Extract, from the records beneath this instruction, each line that contains the word "every".
─── DATA
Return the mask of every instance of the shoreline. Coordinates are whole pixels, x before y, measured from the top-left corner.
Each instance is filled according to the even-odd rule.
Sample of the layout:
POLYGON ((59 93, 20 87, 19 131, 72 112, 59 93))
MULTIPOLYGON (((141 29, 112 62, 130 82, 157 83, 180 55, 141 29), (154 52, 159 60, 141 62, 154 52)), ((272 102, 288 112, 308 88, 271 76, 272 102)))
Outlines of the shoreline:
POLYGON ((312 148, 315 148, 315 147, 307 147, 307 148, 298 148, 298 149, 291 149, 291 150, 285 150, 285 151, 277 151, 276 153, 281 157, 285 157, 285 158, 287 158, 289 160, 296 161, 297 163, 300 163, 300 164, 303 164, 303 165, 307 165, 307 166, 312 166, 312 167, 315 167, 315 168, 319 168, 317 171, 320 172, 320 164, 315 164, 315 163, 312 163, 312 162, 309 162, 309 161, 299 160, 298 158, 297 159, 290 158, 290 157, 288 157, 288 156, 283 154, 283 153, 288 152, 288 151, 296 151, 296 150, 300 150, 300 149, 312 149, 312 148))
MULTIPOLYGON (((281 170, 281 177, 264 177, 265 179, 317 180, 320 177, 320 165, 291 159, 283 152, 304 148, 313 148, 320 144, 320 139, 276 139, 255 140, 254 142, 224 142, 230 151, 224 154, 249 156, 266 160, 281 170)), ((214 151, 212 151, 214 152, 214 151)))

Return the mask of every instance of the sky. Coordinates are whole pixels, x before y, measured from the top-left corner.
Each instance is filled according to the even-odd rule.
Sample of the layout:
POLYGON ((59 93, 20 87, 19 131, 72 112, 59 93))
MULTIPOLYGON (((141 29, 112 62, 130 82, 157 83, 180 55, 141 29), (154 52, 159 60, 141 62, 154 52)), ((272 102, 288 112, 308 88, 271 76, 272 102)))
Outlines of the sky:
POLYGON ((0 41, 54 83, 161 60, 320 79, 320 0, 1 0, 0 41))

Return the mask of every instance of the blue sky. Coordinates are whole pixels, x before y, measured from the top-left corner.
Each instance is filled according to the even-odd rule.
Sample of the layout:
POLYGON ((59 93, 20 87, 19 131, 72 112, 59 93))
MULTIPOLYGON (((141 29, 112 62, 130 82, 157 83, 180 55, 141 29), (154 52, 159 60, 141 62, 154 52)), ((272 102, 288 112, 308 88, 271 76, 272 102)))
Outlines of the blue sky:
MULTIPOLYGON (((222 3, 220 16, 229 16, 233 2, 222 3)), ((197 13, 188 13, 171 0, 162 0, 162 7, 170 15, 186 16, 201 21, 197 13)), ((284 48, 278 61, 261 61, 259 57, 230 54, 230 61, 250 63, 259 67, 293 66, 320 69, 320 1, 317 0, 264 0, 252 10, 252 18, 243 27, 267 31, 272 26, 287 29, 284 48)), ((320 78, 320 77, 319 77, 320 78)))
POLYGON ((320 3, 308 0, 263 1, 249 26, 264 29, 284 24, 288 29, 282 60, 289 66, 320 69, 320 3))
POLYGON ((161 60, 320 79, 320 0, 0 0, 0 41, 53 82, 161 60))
──────
__YOUR RESPONSE__:
Return the mask of every instance of the shoreline. Coordinates are whole pixels, x before y, measured from the top-left corner.
Return the mask of every instance of the sky. Coordinates are whole pixels, x before y, measured from the top-left corner.
Return the mask of every instance of the blue sky. Coordinates are whole pixels, x before y, measured from the top-left corner.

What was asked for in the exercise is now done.